*STATED GOAL A:*
In the forum thread below, what price is given for Watch Dogs 2?

# start of EXTRACT

Jump to content
IGNORED

Epic Games Store


Bojangle
 Share

Recommended Posts

1 minute ago, Untogether said:

 

If that's a bit rich for your blood they also have Watch Dogs 2 for, erm, £49.99

 

Epic seem to be rather optimistic in their pricing strategy so far.

 

The free games are effectively the only reason I've got it on my system at the moment.

Link to comment
Share on other sites

8 minutes ago, ronin said:

 

They probably have to relate to their involvement with Sony over those games still, but they made this deal with the EGS after they received funding from NetEase and went independent. Also thatgamecompany went independent after their 3-game contract with Sony didnt they? Im not sure how much Sony are involved in these titles now, other than possibly receiving royalties from their sales on other platforms.

 

Sony own the copyright and the IP. It's there in black and white. These games are only being released with the express permission of Sony, and likely a financial incentive too.

 

I agree though that Sony won't be the publisher of these releases. Think of it like Sega's involvement with Bayonetta 1 and 2.

Link to comment
Share on other sites

On 21/03/2019 at 11:02, Mallet said:

I am in no way against competition, my preferred platform is gog.com not Steam, but I have yet to see a single thing about this affair that promises anything good for me as a consumer.

 

I suppose you have to take the enlightened self-interest approach to it, rather than merely the self-interest approach to it.

# end of EXTRACT
# start of SUPPLIED RECORDS

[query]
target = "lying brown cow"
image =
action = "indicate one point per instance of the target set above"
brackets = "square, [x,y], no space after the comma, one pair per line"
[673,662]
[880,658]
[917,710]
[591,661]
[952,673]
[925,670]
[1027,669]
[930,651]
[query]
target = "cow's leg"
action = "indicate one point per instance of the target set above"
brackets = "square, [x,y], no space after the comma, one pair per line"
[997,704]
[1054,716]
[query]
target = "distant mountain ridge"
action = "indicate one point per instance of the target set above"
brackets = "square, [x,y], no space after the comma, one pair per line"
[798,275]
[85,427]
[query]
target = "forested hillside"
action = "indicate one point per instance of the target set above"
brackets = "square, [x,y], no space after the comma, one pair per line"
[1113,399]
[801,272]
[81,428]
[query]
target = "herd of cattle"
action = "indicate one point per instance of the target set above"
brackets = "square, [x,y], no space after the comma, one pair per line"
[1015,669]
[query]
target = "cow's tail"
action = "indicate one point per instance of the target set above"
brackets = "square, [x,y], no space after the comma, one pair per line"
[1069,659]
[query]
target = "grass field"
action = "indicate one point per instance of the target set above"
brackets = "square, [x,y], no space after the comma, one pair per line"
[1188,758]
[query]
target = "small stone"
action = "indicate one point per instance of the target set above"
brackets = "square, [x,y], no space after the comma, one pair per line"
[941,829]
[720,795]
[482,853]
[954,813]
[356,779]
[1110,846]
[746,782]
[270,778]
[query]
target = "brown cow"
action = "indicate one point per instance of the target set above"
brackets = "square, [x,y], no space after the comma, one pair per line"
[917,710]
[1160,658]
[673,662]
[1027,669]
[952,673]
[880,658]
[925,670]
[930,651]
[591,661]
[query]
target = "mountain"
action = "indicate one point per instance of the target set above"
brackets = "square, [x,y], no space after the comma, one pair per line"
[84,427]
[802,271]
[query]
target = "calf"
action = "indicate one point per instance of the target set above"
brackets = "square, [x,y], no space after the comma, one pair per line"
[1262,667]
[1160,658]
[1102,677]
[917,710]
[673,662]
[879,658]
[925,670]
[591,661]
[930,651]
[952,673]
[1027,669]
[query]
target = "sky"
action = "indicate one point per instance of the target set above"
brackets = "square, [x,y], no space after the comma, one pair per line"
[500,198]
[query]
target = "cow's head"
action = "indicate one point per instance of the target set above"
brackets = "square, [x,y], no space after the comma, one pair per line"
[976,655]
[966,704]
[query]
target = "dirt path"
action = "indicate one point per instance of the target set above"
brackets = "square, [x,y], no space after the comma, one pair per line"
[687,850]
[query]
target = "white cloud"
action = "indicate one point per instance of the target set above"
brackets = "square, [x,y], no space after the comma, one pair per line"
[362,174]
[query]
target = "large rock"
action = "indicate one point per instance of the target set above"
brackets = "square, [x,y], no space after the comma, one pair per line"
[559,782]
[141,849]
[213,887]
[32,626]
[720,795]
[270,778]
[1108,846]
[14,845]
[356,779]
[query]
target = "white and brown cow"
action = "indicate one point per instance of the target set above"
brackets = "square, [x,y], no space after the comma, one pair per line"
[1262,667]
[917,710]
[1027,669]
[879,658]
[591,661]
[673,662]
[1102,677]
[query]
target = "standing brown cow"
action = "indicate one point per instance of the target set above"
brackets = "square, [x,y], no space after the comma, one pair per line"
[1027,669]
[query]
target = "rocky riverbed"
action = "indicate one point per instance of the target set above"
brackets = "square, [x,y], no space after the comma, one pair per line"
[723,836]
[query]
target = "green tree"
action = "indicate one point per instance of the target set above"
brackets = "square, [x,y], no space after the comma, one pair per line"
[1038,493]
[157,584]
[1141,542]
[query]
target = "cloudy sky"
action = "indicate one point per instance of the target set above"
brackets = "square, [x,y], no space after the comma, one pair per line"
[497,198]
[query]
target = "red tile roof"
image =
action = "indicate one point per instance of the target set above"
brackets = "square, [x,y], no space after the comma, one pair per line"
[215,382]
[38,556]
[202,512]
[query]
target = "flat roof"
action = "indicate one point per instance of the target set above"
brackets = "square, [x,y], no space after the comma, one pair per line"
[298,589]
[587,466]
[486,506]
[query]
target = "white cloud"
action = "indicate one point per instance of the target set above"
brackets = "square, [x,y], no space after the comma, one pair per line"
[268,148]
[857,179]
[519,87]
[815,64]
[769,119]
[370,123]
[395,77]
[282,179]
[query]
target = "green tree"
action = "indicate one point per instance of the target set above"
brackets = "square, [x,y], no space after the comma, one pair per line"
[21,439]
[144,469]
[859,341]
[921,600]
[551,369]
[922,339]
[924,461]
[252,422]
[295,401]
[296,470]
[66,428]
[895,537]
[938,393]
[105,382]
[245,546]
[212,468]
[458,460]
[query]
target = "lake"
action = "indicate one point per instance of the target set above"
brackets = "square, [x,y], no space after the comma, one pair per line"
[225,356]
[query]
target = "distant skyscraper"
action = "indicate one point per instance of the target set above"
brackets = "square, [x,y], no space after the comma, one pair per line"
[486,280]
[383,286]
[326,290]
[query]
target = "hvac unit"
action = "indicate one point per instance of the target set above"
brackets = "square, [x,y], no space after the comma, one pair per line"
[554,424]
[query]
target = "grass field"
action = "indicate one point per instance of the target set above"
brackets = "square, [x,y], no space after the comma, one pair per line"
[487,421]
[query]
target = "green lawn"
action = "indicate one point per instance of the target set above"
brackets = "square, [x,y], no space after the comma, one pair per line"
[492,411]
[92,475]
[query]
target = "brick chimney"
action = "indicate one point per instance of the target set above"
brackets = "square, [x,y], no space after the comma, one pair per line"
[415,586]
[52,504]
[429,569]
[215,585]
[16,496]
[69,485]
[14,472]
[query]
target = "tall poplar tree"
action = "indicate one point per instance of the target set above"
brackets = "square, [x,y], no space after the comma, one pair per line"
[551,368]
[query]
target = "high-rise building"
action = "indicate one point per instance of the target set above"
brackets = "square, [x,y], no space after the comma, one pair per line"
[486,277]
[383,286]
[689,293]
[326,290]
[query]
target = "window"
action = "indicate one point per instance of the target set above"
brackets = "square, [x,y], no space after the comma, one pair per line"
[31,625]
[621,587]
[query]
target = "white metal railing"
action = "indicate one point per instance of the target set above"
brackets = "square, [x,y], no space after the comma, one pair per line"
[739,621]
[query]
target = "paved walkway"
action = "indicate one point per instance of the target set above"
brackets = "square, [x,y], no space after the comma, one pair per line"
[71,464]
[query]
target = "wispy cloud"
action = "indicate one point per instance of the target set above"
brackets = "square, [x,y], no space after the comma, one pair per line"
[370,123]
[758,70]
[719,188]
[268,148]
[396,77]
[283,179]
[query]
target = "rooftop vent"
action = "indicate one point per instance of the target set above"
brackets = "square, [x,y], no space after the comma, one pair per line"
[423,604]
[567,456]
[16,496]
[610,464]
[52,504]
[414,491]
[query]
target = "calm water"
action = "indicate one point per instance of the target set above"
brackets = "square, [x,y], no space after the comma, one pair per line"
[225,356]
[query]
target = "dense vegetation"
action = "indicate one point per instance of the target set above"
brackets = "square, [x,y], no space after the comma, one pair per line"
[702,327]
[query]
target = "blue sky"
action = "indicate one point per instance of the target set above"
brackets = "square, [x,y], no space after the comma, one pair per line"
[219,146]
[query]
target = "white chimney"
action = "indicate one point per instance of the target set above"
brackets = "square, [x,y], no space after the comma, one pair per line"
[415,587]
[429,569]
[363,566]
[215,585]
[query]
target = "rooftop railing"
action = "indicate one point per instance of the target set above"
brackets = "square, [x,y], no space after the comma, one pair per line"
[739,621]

# end of SUPPLIED RECORDS

*STATED GOAL B:*
Pick out every line in the records above that contains the string "rooftop", treating case as significant.

*FULL SOLUTION A:*
£49.99

*FULL SOLUTION B:*
target = "rooftop vent"
target = "rooftop railing"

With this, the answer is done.